Can you copy out, word for word, the stretch of rows below from the line that contains "phrase -- gray rock" through the end of the rows?

· · · · · · ·

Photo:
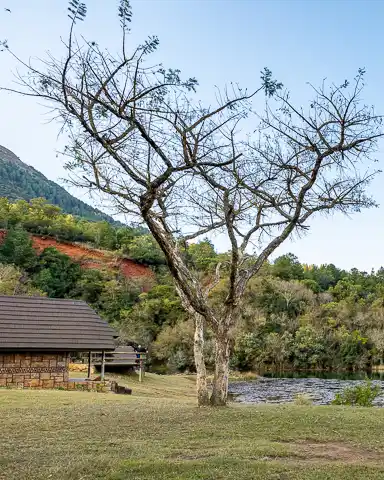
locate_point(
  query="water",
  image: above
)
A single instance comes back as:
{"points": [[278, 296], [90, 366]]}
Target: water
{"points": [[321, 387]]}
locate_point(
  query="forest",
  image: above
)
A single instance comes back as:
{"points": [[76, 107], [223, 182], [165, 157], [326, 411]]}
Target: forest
{"points": [[293, 316], [21, 181]]}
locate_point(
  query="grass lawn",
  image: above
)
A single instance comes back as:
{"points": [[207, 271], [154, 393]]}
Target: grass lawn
{"points": [[158, 433]]}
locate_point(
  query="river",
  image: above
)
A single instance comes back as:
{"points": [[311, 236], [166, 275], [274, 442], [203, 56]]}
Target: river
{"points": [[282, 388]]}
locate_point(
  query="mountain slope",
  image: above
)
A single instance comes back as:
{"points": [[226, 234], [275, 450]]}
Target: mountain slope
{"points": [[20, 181]]}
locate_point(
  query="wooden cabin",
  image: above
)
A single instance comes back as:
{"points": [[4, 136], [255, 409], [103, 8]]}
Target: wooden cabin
{"points": [[38, 336]]}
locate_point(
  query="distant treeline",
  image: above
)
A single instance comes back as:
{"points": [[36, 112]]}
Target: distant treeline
{"points": [[39, 217]]}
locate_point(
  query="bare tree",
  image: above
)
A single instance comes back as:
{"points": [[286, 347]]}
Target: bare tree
{"points": [[187, 170]]}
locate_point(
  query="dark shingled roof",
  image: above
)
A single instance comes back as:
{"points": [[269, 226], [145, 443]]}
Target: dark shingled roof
{"points": [[51, 324]]}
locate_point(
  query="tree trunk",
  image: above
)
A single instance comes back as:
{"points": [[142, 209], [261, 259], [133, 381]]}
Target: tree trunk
{"points": [[220, 381], [201, 372]]}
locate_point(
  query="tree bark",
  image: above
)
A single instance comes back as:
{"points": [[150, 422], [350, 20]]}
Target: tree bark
{"points": [[220, 381], [201, 372]]}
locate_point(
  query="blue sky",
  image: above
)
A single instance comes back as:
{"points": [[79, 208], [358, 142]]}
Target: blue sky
{"points": [[219, 41]]}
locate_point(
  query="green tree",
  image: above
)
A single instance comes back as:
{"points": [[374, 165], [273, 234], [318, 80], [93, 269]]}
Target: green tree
{"points": [[288, 267], [17, 249], [56, 274]]}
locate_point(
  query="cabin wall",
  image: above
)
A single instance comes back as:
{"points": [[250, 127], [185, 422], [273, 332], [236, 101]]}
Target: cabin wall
{"points": [[36, 370]]}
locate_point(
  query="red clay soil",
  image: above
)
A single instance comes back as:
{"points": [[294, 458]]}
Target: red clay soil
{"points": [[90, 258]]}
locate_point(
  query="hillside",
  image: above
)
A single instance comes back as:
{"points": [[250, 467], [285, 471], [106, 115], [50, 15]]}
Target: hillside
{"points": [[91, 258], [21, 181]]}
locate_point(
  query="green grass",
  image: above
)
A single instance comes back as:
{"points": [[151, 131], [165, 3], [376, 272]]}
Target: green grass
{"points": [[158, 433]]}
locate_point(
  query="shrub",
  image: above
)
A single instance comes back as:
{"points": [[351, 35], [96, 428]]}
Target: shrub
{"points": [[361, 395]]}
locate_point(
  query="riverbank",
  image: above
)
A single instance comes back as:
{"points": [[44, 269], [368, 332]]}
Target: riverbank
{"points": [[158, 433]]}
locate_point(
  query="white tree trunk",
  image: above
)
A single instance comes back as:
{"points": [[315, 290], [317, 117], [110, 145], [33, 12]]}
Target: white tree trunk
{"points": [[201, 372], [220, 382]]}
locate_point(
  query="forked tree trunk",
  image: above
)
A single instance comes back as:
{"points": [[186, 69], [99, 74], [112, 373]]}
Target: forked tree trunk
{"points": [[220, 381], [201, 372]]}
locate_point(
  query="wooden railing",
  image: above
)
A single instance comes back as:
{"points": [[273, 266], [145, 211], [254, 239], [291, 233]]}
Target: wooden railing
{"points": [[119, 358]]}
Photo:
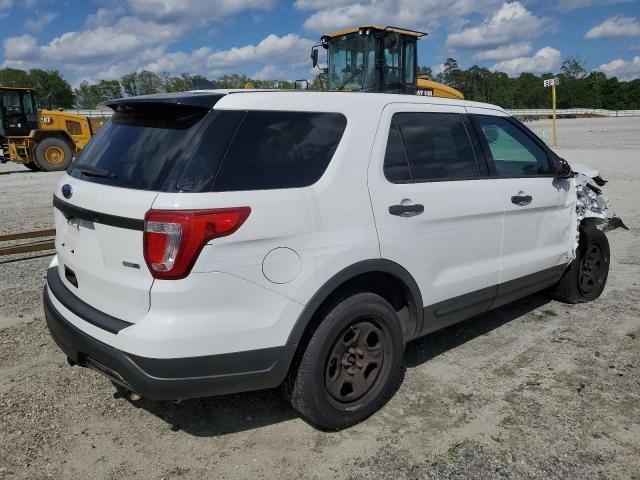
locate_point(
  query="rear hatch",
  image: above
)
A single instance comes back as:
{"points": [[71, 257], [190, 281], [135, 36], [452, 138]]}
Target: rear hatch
{"points": [[151, 145]]}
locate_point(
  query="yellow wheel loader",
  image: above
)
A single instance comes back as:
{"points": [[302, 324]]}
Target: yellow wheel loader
{"points": [[39, 139], [376, 59]]}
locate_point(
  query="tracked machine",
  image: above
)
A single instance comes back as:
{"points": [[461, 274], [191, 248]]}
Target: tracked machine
{"points": [[376, 59], [44, 140]]}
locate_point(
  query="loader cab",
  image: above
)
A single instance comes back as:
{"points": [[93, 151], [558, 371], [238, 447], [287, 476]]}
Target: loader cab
{"points": [[370, 59], [18, 112]]}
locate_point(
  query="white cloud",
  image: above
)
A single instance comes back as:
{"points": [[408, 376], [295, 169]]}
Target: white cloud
{"points": [[419, 14], [289, 48], [622, 69], [193, 11], [505, 52], [512, 21], [41, 21], [575, 4], [320, 4], [618, 26], [546, 59], [24, 47], [124, 36]]}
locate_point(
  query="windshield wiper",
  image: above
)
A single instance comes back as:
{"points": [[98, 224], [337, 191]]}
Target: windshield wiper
{"points": [[351, 76], [90, 171]]}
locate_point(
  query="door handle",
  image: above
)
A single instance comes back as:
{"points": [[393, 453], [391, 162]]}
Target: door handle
{"points": [[521, 199], [406, 210]]}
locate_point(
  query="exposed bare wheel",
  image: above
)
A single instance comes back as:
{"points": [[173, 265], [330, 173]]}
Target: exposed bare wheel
{"points": [[356, 361], [585, 278], [351, 364], [592, 264], [53, 154]]}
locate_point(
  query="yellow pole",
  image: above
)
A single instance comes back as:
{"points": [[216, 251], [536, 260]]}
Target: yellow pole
{"points": [[553, 101]]}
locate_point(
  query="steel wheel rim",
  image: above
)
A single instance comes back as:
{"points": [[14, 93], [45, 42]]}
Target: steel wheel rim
{"points": [[356, 361], [54, 155], [591, 265]]}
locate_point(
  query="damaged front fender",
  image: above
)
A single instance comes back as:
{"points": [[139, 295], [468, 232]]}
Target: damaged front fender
{"points": [[592, 206]]}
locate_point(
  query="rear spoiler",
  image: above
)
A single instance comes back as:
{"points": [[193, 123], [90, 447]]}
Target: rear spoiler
{"points": [[192, 99]]}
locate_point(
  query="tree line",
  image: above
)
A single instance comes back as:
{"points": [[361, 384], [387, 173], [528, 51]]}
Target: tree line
{"points": [[578, 88]]}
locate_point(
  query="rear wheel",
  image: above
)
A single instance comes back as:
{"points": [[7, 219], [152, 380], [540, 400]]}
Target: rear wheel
{"points": [[53, 154], [587, 275], [351, 365]]}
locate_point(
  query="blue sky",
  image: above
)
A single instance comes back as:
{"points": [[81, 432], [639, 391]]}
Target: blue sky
{"points": [[271, 39]]}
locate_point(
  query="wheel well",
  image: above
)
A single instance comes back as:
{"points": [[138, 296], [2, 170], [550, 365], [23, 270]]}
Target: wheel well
{"points": [[62, 135], [388, 286]]}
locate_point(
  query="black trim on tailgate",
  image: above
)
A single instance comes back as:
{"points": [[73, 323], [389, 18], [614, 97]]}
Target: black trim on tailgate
{"points": [[72, 211], [80, 308]]}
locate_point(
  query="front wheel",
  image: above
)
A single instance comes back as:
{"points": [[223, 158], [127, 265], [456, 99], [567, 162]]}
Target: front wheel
{"points": [[587, 275], [351, 365], [53, 154]]}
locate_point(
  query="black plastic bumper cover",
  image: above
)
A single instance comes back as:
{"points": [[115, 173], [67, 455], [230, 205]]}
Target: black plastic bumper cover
{"points": [[176, 378]]}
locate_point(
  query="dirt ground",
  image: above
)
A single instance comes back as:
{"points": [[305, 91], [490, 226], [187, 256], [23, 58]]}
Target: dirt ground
{"points": [[536, 389]]}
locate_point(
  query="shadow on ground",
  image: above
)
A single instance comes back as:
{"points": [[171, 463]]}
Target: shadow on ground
{"points": [[16, 171], [215, 416]]}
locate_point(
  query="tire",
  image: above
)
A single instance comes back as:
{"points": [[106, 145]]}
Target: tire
{"points": [[587, 275], [351, 365], [53, 155]]}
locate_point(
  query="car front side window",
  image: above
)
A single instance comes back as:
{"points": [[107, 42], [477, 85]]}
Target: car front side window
{"points": [[512, 152]]}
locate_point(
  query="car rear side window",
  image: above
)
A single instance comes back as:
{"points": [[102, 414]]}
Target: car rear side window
{"points": [[173, 148], [513, 153], [280, 150], [437, 146], [396, 164]]}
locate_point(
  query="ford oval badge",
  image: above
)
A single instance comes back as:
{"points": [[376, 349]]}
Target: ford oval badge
{"points": [[67, 191]]}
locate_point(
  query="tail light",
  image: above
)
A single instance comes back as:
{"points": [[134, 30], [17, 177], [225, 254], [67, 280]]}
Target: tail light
{"points": [[173, 239]]}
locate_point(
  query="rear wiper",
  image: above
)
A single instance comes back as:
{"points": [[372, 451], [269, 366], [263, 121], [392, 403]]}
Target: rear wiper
{"points": [[90, 171]]}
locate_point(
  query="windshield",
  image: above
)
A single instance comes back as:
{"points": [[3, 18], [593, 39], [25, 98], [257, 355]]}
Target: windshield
{"points": [[351, 63]]}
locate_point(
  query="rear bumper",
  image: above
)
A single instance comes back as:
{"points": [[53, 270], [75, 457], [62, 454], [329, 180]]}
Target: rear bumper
{"points": [[176, 378]]}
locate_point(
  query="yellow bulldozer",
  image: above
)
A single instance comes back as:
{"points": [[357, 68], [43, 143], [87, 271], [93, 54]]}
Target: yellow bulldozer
{"points": [[376, 59], [44, 140]]}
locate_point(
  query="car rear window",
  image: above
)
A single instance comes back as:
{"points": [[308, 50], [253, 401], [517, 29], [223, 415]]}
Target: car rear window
{"points": [[189, 149], [436, 146]]}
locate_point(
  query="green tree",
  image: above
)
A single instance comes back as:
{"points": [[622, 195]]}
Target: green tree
{"points": [[129, 84], [148, 82], [52, 90], [12, 77]]}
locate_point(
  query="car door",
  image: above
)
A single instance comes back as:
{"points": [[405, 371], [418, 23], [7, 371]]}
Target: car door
{"points": [[437, 214], [538, 227]]}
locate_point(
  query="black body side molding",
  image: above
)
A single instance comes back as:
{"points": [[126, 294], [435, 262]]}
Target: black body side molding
{"points": [[72, 211], [365, 266], [80, 308]]}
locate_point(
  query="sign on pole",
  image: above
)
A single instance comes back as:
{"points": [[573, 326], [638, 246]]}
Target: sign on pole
{"points": [[553, 82]]}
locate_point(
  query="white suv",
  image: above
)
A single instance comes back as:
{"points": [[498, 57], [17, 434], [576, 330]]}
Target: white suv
{"points": [[210, 243]]}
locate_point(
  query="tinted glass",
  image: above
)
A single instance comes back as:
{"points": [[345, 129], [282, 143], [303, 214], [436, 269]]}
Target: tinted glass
{"points": [[280, 150], [396, 165], [438, 145], [513, 152], [159, 147]]}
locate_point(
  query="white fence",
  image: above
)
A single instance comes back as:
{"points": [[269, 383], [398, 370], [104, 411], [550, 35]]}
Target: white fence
{"points": [[543, 112]]}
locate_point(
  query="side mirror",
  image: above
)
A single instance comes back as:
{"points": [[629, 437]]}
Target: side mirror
{"points": [[564, 169]]}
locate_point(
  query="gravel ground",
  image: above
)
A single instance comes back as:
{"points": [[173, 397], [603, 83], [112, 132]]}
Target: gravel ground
{"points": [[536, 389]]}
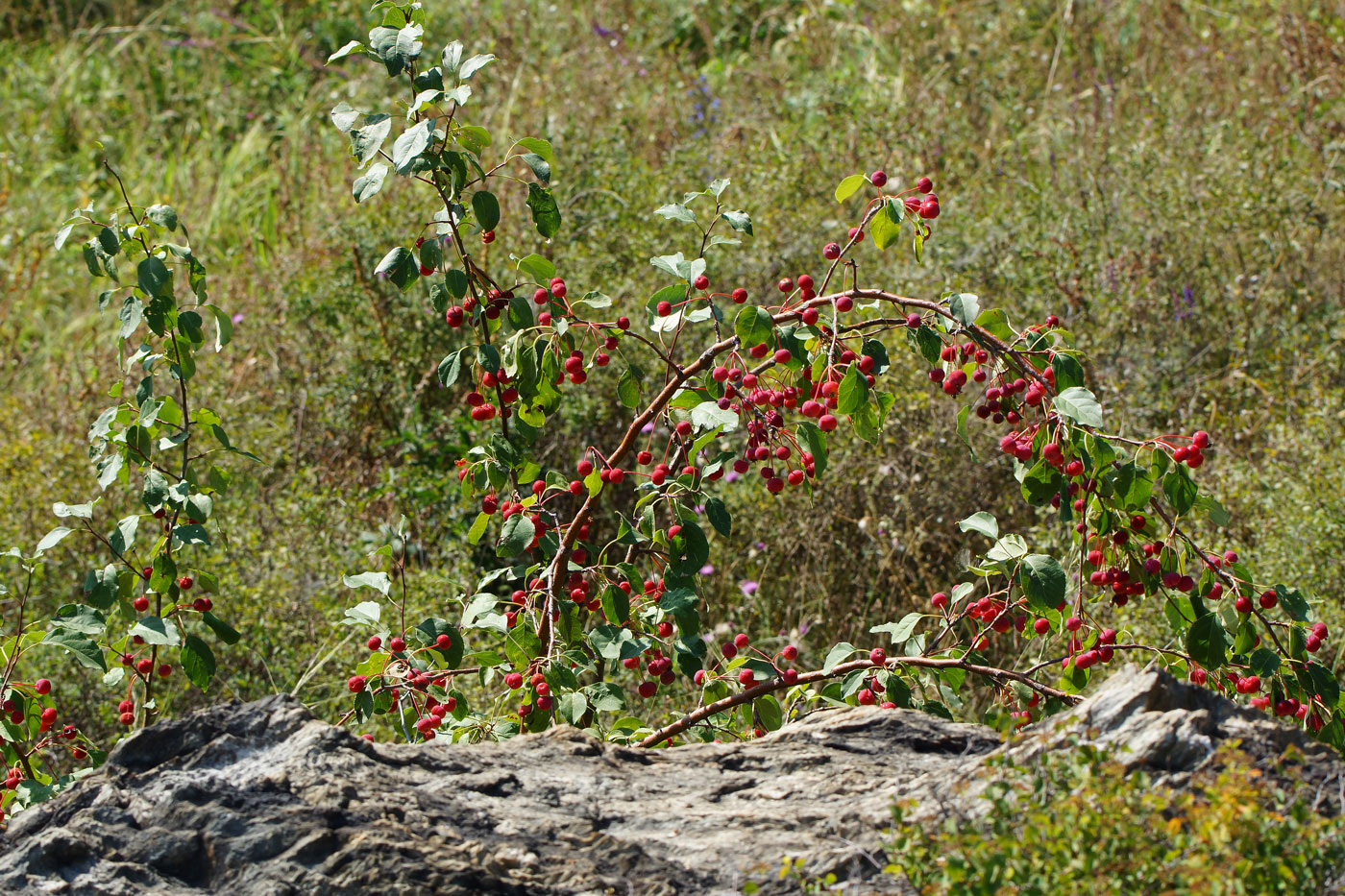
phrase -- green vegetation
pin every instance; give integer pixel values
(1163, 177)
(1080, 825)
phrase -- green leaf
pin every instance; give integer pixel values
(413, 141)
(538, 147)
(399, 267)
(719, 516)
(853, 393)
(572, 705)
(1325, 684)
(163, 215)
(363, 614)
(965, 307)
(541, 168)
(366, 141)
(474, 137)
(1216, 512)
(538, 268)
(340, 54)
(708, 415)
(885, 227)
(152, 278)
(1133, 486)
(675, 211)
(753, 327)
(474, 64)
(1068, 372)
(740, 221)
(837, 655)
(1041, 483)
(1079, 405)
(769, 712)
(1042, 580)
(53, 539)
(451, 368)
(995, 322)
(616, 643)
(85, 651)
(928, 343)
(397, 47)
(517, 536)
(616, 606)
(224, 327)
(901, 630)
(80, 512)
(456, 281)
(487, 208)
(370, 182)
(628, 389)
(1293, 601)
(547, 214)
(982, 522)
(605, 697)
(379, 581)
(488, 356)
(1207, 642)
(1180, 490)
(849, 187)
(816, 442)
(198, 662)
(695, 553)
(157, 631)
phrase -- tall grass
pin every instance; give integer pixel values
(1166, 177)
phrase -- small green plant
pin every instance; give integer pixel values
(1079, 824)
(144, 617)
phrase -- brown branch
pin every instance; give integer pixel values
(844, 668)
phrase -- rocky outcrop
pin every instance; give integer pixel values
(264, 798)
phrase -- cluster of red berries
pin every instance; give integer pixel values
(1192, 455)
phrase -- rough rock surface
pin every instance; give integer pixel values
(262, 798)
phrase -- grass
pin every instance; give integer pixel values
(1166, 177)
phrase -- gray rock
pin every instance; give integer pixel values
(262, 798)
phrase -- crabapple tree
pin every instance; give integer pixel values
(594, 613)
(143, 617)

· · · · · · ·

FINISHED EXERCISE:
phrase -- gray rock
pin every instance; give integer pixel values
(262, 798)
phrase -- crabapple tree
pin every instance; give integer pixel values
(594, 613)
(143, 617)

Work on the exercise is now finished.